● Things to do
• a. From the court opinion, transcribe the passage that begins with the words containing "Plaintiff, now an" and ends with "denied in part.".
• b. List the full names of all the individuals the court opinion names as defendants in the lawsuit.

Start of Text for analysis

The opinion of the court was delivered by: Siragusa, J.



Plaintiff, now an inmate at Auburn Correctional Facility, has brought suit against six defendants in regards to a disciplinary hearing that occurred while he was an inmate at Elmira Correctional Facility ("Elmira"). He has also brought suit against a nurse for treatment he later received while being held in Elmira's Special Housing Unit ("SHU"). Defendants have filed a motion for summary judgment pursuant to Federal Rule of Civil Procedure 56. For reasons discussed below, Defendants' motion is granted in part and denied in part.


Derrick R. Omaro ("Plaintiff"), a prisoner at Auburn Correctional Facility, filed a lawsuit under 42 U.S.C. § 1983 against Glenn Goord ("Goord"), Former Commissioner, New York State Department of Correctional Services ("DOCS"); Donald Selsky ("Selsky"), Director, Inmate Disciplinary Program, DOCS; Calvin West ("West"), Former Superintendent, Elmira; John Burge ("Burge"), Superintendent, Elmira; Larry Pocobello ("Pocobello"), Industrial Superintendent, Elmira; MaryJon Hopkins ("Hopkins"), Nurse Administrator, Elmira; and John Hughes ("Hughes"), Corrections Officer, Elmira. This suit concerns occurrences that took place while Plaintiff was a prisoner at Elmira in late 2004 and early 2005.

Plaintiff alleges that on November 19, 2004, his cell was searched and several items were found that constituted DOCS rule violations. (Pl.'s Brief in Support of Partial Summary Judgment 1.) Plaintiff alleges that Hughes violated his constitutional right to due process because the incident report Hughes wrote did not provide the amount of detail DOCS requires. (Compl. at 14.) On November 26, 2004, Pocobello began a hearing to determine Plaintiff's culpability. (Def.'s Ex. F.) On December 7, 2004, Pocobello found Plaintiff guilty of possessing altered items, excessive bedding, as well as unauthorized exchange, and stealing. (Def.'s Ex. I.)Plaintiff maintains that Pocobello did not permit him to call witnesses who would have provided exculpatory evidence. (Compl. at 5.)*fn1

Plaintiff was sentenced to ninety days in the SHU. Id. Plaintiff submitted his request for an appeal shortly after his hearing, and his request for an appeal is time-stamped December 13, 2004. (Def.'s Ex. L.) However, Selsky did not reverse Pocobello's decision until January 18, 2006. (Id. Ex. S.)*fn2 Plaintiff maintains that although Goord, West, and Burge were not directly involved in the length of time it took Selsky to hear Plaintiff's appeal, they are ultimately responsible. (Compl at 6, 7, 11.)

End of Text for analysis
Start of Material shown

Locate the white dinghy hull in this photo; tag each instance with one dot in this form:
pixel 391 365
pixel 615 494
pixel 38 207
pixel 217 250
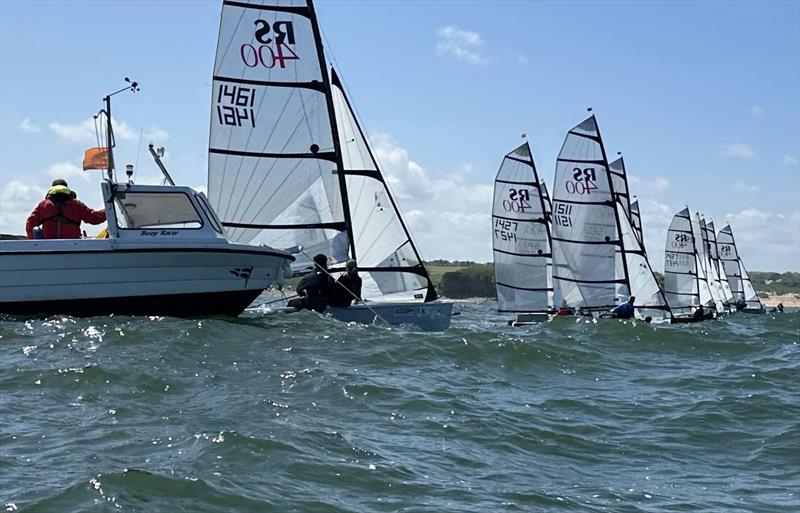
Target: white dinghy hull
pixel 431 316
pixel 95 277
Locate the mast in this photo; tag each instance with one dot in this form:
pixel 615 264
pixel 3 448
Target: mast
pixel 337 148
pixel 616 214
pixel 696 258
pixel 545 221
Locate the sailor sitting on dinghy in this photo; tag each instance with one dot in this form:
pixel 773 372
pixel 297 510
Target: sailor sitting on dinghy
pixel 60 214
pixel 623 311
pixel 347 287
pixel 314 288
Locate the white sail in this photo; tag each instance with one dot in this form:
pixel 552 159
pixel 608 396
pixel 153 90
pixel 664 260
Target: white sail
pixel 726 246
pixel 681 286
pixel 636 222
pixel 521 237
pixel 389 262
pixel 727 294
pixel 706 295
pixel 585 230
pixel 750 294
pixel 741 286
pixel 619 182
pixel 650 300
pixel 288 163
pixel 711 270
pixel 272 156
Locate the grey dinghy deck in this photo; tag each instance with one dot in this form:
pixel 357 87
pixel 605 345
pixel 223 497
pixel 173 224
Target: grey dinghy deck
pixel 431 316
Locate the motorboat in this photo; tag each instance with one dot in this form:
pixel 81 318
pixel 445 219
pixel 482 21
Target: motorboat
pixel 164 252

End of Material shown

● Task-by-task solutions
• a.
Plaintiff, now an inmate at Auburn Correctional Facility, has brought suit against six defendants in regards to a disciplinary hearing that occurred while he was an inmate at Elmira Correctional Facility ("Elmira"). He has also brought suit against a nurse for treatment he later received while being held in Elmira's Special Housing Unit ("SHU"). Defendants have filed a motion for summary judgment pursuant to Federal Rule of Civil Procedure 56. For reasons discussed below, Defendants' motion is granted in part and denied in part.

• b.
Glenn Goord
Donald Selsky
Calvin West
John Burge
Larry Pocobello
MaryJon Hopkins
John Hughes